(Beginning of STUDY MATERIAL)
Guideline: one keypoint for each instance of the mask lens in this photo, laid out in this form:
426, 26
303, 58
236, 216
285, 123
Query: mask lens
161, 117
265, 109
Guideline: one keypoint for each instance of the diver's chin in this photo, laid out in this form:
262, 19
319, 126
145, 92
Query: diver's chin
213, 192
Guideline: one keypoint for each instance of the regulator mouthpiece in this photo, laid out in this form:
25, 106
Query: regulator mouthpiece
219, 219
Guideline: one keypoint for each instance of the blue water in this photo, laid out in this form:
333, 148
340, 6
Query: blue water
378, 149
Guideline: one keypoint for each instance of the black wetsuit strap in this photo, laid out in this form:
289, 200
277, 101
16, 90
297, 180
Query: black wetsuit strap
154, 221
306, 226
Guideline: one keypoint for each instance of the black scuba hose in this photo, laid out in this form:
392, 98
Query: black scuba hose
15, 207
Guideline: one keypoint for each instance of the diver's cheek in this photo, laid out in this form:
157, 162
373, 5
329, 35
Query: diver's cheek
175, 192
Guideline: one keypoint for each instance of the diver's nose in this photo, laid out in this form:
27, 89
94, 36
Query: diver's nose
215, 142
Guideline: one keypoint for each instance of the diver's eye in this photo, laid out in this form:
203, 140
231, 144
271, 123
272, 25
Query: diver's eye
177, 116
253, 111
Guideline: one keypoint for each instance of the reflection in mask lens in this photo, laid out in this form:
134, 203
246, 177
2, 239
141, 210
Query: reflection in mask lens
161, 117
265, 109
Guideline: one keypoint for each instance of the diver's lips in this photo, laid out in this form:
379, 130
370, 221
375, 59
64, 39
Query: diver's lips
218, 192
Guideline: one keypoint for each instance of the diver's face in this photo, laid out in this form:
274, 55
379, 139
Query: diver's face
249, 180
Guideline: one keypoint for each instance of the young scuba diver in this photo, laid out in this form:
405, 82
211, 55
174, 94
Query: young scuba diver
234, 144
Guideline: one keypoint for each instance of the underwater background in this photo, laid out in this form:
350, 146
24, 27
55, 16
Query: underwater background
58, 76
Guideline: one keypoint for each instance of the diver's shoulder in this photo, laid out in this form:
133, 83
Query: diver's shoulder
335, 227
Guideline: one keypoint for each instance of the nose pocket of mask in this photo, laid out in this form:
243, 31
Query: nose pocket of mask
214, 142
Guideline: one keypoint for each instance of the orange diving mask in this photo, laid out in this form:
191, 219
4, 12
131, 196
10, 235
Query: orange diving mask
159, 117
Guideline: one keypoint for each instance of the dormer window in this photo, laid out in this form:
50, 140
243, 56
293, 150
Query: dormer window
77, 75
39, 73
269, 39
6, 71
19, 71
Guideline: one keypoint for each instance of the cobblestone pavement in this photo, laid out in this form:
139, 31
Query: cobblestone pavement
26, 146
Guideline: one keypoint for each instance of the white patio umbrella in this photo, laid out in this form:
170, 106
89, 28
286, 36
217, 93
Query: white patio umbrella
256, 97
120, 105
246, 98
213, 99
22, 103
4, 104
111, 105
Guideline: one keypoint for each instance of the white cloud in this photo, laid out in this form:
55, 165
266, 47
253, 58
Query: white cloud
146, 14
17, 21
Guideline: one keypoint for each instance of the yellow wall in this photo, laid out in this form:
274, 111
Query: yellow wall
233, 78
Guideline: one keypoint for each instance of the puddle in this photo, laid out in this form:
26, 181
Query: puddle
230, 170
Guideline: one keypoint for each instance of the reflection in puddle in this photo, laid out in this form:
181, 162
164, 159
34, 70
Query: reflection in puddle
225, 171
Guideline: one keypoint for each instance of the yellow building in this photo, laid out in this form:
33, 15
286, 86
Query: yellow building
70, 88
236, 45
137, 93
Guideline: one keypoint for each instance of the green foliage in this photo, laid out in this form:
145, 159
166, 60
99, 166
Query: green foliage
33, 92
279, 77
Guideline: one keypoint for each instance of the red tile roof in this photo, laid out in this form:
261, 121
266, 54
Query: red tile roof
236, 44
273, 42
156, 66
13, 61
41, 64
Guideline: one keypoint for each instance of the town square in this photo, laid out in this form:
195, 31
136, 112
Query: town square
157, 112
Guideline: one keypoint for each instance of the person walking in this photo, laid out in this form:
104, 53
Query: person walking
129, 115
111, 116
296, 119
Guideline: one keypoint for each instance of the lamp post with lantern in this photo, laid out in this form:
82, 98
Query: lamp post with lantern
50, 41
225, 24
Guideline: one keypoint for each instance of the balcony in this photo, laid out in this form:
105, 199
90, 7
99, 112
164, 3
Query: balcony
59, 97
(End of STUDY MATERIAL)
WORK TO COMPLETE: The answer must be an exact reproduction of all the records.

OUTPUT OF THE TASK:
Guideline: one keypoint for each instance of the mask lens in this photo, laid out in this form:
426, 26
303, 58
236, 216
285, 123
Query: mask lens
161, 117
265, 109
Guideline: one keypoint for each instance of the diver's chin in this photo, laid out in this form:
262, 19
319, 126
145, 92
Query: diver's chin
213, 192
Guideline: one keypoint for each instance of the regulator mouthpiece in this photo, laid out in this form:
25, 106
Query: regulator mouthpiece
219, 219
Guideline: one keypoint for each instance of the blue water in this photo, laid out in this form:
333, 148
340, 6
Query: blue water
378, 149
Guideline: one keypoint for each instance of the black wetsuit strap in this photo, laid out in this form:
289, 200
277, 101
16, 90
297, 180
Query: black wetsuit strap
154, 221
306, 226
Guideline: one keypoint for each instance of the black scuba hose in this photo, laid out in this form:
392, 98
Query: black scuba hose
15, 207
Guideline: one keypoint for each instance of the diver's cheek in this photo, laid out in this form:
157, 162
373, 5
329, 35
Query: diver's cheek
175, 192
Guideline: one keypoint for each instance of the diver's nose in this photo, laid out in this form:
27, 89
94, 36
Query: diver's nose
215, 142
Guideline: one keypoint for each instance of the diver's eye in this photo, laid out in this form:
203, 140
231, 144
271, 123
272, 25
Query: diver's eye
177, 116
253, 111
Guideline: one keypoint for each instance of the reflection in mask lens in this photo, laid out in this form:
134, 203
246, 177
2, 239
141, 210
Query: reflection in mask lens
161, 117
265, 109
Guideline: one keypoint for each instance of the diver's lips in this photo, laid out in this form:
379, 130
370, 221
375, 59
64, 39
Query: diver's lips
218, 192
Guideline: one keypoint for each instance of the diver's face in this photo, laid out in this form:
274, 55
379, 139
Query: diver's face
249, 180
Guideline: one keypoint for each instance of the young scuba diver in this photo, laid out in this form:
405, 82
211, 55
174, 94
Query: young scuba diver
234, 144
Guideline: one keypoint for each instance of the underwater background in this photo, laid out in this form:
350, 146
24, 27
55, 16
Query: underwater background
58, 76
Guideline: one keypoint for each instance of the diver's shoulder in this photo, laid out in this form:
133, 83
Query: diver's shoulder
335, 227
Guideline: one keypoint for each instance of the nose pocket of mask in this photo, laid out in this form:
243, 31
Query: nose pocket of mask
214, 142
Guideline: one keypoint for each instance of the orange diving mask in this photo, laid out in this form:
191, 219
4, 12
131, 196
10, 235
Query: orange diving mask
159, 117
Guideline: one keypoint for each instance of the dormer window in this photo, laid out in this form:
50, 140
243, 56
293, 150
Query: dormer window
77, 75
39, 73
269, 39
6, 71
19, 71
Guideline: one keypoint for each instance of the cobblestone pavement in this photo, laid out in this form:
139, 31
Query: cobblestone pavement
26, 146
Guideline: one keypoint for each instance of the white patio umbrella in this photo, laid out in this form:
170, 106
89, 28
286, 36
217, 93
Query: white patio umbrella
256, 97
120, 105
246, 98
213, 99
22, 103
4, 104
111, 105
Guideline: one keypoint for each instance of the white cloud in this photo, laid out in this form:
55, 165
266, 47
253, 58
Query: white cloud
146, 14
17, 21
Guideline: one keypoint for each instance of the yellow wall in this photo, laid out in this form:
274, 111
Query: yellow wall
233, 78
Guideline: one keypoint for each instance of the puddle in this photo, laid out in this form:
26, 181
Query: puddle
230, 170
Guideline: one keypoint for each instance of the reflection in puddle in this photo, laid out in this form:
181, 162
164, 159
34, 70
Query: reflection in puddle
225, 171
Guideline: one keypoint for each instance of the yellow building in this photo, laid out in this form:
33, 15
286, 86
Query: yellow building
70, 88
236, 45
137, 93
Guideline: one keypoint for each instance of the green foliage in this photo, laid out in this form:
145, 159
166, 60
99, 166
Query: green foliage
33, 92
279, 77
Guideline: one keypoint for each instance of the red tile roof in this photo, laid out in this form:
261, 121
266, 54
Query: red tile roof
236, 44
273, 42
156, 66
13, 61
41, 64
Guideline: one keypoint for each instance of the town square in this photo, laid out in this form:
195, 31
136, 112
Query: town square
157, 112
Guideline: one keypoint for each instance of the person walking in this photo, laid out in this form:
104, 53
Query: person walking
129, 115
111, 116
296, 119
Guideline: one keypoint for each instance of the lamp post with lantern in this photo, laid out in this form:
82, 98
Query: lamp post with lantern
50, 41
225, 24
Guideline: one keypoint for each instance of the balcony in this photo, laid out in this form:
105, 199
90, 7
99, 112
164, 3
Query: balcony
59, 97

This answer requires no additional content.